## begin Extracted material

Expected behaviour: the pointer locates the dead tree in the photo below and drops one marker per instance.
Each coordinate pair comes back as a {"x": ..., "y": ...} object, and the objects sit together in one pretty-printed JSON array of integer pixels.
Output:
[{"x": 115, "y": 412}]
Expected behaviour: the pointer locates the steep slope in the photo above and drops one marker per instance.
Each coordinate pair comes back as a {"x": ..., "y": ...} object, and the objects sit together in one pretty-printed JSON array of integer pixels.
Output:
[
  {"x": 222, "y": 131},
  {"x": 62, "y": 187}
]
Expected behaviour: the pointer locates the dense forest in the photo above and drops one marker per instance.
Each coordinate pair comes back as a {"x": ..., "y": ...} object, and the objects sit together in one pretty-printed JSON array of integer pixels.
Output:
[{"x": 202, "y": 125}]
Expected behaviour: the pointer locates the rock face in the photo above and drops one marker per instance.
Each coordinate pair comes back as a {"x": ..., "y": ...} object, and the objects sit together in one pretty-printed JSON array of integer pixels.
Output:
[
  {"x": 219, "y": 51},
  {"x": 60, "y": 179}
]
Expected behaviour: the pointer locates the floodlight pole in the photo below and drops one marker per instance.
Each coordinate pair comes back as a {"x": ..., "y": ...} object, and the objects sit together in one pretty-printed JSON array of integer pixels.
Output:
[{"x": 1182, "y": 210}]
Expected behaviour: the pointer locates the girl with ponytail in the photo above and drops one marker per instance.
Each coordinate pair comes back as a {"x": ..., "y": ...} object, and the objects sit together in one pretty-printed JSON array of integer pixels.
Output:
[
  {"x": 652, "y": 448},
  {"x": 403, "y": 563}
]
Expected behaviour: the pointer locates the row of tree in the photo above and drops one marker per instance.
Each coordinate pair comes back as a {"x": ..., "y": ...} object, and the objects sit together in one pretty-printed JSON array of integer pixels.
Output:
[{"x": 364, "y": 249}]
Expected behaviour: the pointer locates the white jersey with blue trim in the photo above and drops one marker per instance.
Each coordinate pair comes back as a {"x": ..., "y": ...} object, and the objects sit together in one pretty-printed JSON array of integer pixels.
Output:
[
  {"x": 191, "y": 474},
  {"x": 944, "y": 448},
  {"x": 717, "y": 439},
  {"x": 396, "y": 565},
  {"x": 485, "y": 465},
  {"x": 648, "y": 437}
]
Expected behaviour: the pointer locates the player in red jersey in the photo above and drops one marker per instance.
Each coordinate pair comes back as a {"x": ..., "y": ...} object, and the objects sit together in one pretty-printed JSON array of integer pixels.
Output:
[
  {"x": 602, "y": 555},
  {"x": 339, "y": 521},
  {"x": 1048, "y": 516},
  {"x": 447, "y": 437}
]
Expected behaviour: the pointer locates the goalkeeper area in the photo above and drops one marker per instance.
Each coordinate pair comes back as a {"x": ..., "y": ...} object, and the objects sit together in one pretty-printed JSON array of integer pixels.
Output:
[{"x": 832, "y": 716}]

## end Extracted material

Exercise details: Rewrite the data above as a numbered list, from the line with "Expected behaviour: the pointer locates the player" through the last line, both included, and leave out any blank lines.

Task solution:
1. Expected behaviour: the pointer locates the player in red jersey in the photo above and drops one marker per instance.
2. Each coordinate pair comes back as a {"x": ..., "y": ...} object, and the objects sit together in one pretty-printed JSON array of integer pixels.
3. Output:
4. [
5.   {"x": 602, "y": 555},
6.   {"x": 339, "y": 521},
7.   {"x": 1048, "y": 516},
8.   {"x": 447, "y": 437}
9. ]
10. Expected behaviour: the pointer locates the goalkeeper area in the photo above and drops one marker per instance.
11. Each coordinate pair comes back as a {"x": ..., "y": ...} object, and the objects sit together in one pretty-printed JSON array of integer pixels.
12. Output:
13. [{"x": 832, "y": 716}]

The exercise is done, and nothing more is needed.